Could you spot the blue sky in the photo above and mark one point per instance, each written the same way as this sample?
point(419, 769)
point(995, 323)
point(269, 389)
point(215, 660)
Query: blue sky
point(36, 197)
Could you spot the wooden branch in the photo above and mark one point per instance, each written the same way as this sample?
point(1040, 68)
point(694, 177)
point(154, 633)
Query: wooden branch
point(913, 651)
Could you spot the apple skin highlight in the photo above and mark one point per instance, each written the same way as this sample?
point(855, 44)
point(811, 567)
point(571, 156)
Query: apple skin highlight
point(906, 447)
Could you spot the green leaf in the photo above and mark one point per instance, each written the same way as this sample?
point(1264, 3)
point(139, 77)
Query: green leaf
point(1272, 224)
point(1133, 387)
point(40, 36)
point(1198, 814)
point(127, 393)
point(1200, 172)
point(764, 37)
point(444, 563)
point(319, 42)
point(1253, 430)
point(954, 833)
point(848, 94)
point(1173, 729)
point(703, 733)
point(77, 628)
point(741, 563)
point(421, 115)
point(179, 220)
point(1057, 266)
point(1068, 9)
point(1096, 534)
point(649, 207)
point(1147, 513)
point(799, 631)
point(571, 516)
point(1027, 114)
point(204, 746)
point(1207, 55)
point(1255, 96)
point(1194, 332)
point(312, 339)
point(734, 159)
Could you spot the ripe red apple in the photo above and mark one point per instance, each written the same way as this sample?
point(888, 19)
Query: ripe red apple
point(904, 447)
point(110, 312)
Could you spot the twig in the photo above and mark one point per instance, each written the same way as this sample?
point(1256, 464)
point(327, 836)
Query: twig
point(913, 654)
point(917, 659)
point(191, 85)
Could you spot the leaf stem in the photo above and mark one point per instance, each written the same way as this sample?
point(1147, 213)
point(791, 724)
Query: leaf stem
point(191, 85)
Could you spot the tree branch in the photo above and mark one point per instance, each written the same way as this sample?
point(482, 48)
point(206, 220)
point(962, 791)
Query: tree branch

● ● ● ●

▶ [WORK INSTRUCTIONS] Begin at the line that has "Could you spot the apple" and stop after the line that has "point(110, 312)". Copy every line in that span, shifting each coordinate in the points that follow a "Query:" line by -32 and leaving all other lines unchanged.

▶ [SOLVED PROBLEM]
Could you spot the apple skin highlight in the photo above and mark one point per instance, each written the same way as this sample?
point(855, 44)
point(811, 567)
point(571, 156)
Query: apple skin highlight
point(874, 415)
Could you spot the green leaf in the photo above and mark one point per instance, each written the same way as this sample?
point(1264, 3)
point(139, 77)
Query: green leaf
point(1240, 192)
point(1101, 355)
point(8, 4)
point(1166, 782)
point(95, 361)
point(1168, 140)
point(732, 5)
point(412, 531)
point(287, 10)
point(1221, 398)
point(922, 801)
point(816, 62)
point(1141, 697)
point(671, 701)
point(45, 596)
point(709, 531)
point(389, 83)
point(147, 188)
point(1025, 234)
point(1036, -23)
point(1064, 502)
point(617, 175)
point(1115, 481)
point(767, 599)
point(539, 484)
point(995, 82)
point(172, 714)
point(1175, 23)
point(1223, 64)
point(1162, 300)
point(280, 307)
point(702, 127)
Could you spot the ripe red apple in the photo above and mark one point per instance, each written the same way as this sample?
point(888, 19)
Query: ripe red apple
point(872, 415)
point(78, 280)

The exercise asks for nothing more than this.